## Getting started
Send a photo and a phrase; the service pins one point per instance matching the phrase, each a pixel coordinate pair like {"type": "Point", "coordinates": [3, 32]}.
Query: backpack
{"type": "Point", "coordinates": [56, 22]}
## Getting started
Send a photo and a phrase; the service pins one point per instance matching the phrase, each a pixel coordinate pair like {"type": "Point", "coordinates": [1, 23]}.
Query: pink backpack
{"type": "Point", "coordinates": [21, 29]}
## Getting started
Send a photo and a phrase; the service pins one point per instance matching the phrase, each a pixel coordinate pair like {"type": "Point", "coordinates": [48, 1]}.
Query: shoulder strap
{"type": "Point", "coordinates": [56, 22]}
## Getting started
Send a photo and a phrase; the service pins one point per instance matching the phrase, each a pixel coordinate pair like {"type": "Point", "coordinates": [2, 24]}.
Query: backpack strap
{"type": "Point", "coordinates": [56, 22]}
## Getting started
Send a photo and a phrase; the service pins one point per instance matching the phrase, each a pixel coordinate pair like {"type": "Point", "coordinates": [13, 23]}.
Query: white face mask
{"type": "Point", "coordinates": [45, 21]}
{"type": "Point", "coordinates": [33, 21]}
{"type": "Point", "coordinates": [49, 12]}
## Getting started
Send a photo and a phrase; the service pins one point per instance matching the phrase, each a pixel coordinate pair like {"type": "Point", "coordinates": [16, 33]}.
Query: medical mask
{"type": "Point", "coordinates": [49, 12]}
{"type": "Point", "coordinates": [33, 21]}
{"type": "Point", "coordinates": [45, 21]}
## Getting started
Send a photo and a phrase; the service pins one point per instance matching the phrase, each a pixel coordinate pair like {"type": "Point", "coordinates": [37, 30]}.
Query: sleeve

***

* INSTRUCTIONS TO FOLLOW: The answer should be an exact reproduction of all the entries.

* ANSWER TO THE EXERCISE:
## Getting started
Send a photo and a phrase; the service pins one point per instance matching the phrase, each a pixel coordinate pair like {"type": "Point", "coordinates": [3, 32]}.
Query: backpack
{"type": "Point", "coordinates": [56, 22]}
## Getting started
Send a photo and a phrase; the service pins one point per instance matching the phrase, each a pixel coordinate pair like {"type": "Point", "coordinates": [1, 23]}.
Query: pink backpack
{"type": "Point", "coordinates": [21, 29]}
## Getting started
Send a photo and a phrase; the service pins one point per instance matching the phrase, each a pixel coordinate pair like {"type": "Point", "coordinates": [48, 1]}.
Query: shoulder strap
{"type": "Point", "coordinates": [56, 22]}
## Getting started
Send a photo and a phrase; the service pins one point per instance matching the phrase, each a pixel coordinate pair like {"type": "Point", "coordinates": [2, 24]}.
Query: backpack strap
{"type": "Point", "coordinates": [56, 22]}
## Getting started
Send a photo and a phrase; the service pins one point per instance matching the phrase, each a pixel coordinate pair like {"type": "Point", "coordinates": [13, 23]}.
Query: white face mask
{"type": "Point", "coordinates": [45, 21]}
{"type": "Point", "coordinates": [33, 21]}
{"type": "Point", "coordinates": [49, 12]}
## Getting started
Send a photo and a phrase; the service pins one point per instance matching the phrase, each a pixel coordinate pair like {"type": "Point", "coordinates": [16, 33]}.
Query: medical mask
{"type": "Point", "coordinates": [49, 12]}
{"type": "Point", "coordinates": [33, 21]}
{"type": "Point", "coordinates": [45, 21]}
## Getting started
Send a photo and a phrase; the service pins one point per instance matching the phrase, each a pixel coordinate pair like {"type": "Point", "coordinates": [37, 30]}.
Query: sleeve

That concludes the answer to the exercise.